## TASK BRIEF
Reproduce each record below exactly as written.

## DATASET ROWS
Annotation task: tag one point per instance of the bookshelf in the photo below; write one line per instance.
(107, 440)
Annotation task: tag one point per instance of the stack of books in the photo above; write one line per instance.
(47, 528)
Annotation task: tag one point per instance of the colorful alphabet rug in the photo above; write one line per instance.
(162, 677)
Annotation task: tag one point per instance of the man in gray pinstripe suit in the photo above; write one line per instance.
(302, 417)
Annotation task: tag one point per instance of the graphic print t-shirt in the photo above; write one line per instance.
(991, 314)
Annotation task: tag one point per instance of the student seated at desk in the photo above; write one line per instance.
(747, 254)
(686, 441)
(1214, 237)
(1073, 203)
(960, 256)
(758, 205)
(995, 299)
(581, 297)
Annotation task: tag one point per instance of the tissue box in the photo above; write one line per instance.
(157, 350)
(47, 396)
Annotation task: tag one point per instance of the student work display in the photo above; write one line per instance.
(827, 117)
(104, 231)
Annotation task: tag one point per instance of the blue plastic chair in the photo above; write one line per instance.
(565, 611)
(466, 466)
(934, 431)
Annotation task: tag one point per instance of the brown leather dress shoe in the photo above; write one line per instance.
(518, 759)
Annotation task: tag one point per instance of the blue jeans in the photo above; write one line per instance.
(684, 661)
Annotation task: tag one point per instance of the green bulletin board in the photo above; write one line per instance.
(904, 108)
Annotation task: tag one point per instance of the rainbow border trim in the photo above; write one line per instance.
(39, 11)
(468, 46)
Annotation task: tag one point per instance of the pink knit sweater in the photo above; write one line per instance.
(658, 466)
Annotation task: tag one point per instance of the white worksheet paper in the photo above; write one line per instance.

## EXERCISE ANSWER
Annotation task: tag one point per instance of the bookshelf in the photo below; write one line per instance.
(107, 440)
Annotation task: tag one point per instance of the stack of books in the photo above; write one line per instance.
(47, 528)
Annotation task: tag one point per instance of the colorful alphabet rug in the photo above; write one line per instance.
(162, 677)
Annotation task: tag one point per instance of the man in gray pinstripe suit in the photo above; write one line per instance.
(302, 417)
Annotation task: tag one point per instance of the graphic print t-shirt in the photo above; write one line per instance.
(991, 314)
Annotation task: tag one point per instance of the student seated at desk in the photo above; write one line per instance.
(747, 254)
(686, 441)
(1214, 237)
(1073, 203)
(960, 256)
(758, 205)
(995, 299)
(581, 297)
Annotation task: tag one point per instance of the tissue box in the photo above; write one line per instance.
(157, 350)
(47, 396)
Annotation task: tag one point per instance of the student work display in the photo above; write one line per instance.
(827, 117)
(104, 231)
Annotation task: tag one point per instance of the blue plastic chair in the photo above; write one line per instance.
(565, 611)
(466, 466)
(934, 431)
Annotation task: tag one point per instance of the brown leather dress shoe in the photo above; write one line per instance.
(518, 759)
Annotation task: tag one point per instance of the blue jeans in the photo above; write one line per instance.
(684, 661)
Annotation task: tag one point per instance of the green bulletin board in the photo above; write one line per instance.
(904, 108)
Annotation task: tag one point per instance of the rainbow border trim in the photo above; write one line per instance.
(39, 11)
(468, 46)
Annotation task: tag one point per instance of the pink knit sweater in the photo above; write one line per instance.
(658, 466)
Annotation task: tag one point per instance of the white worksheet paper in the photo above; write one line per instance.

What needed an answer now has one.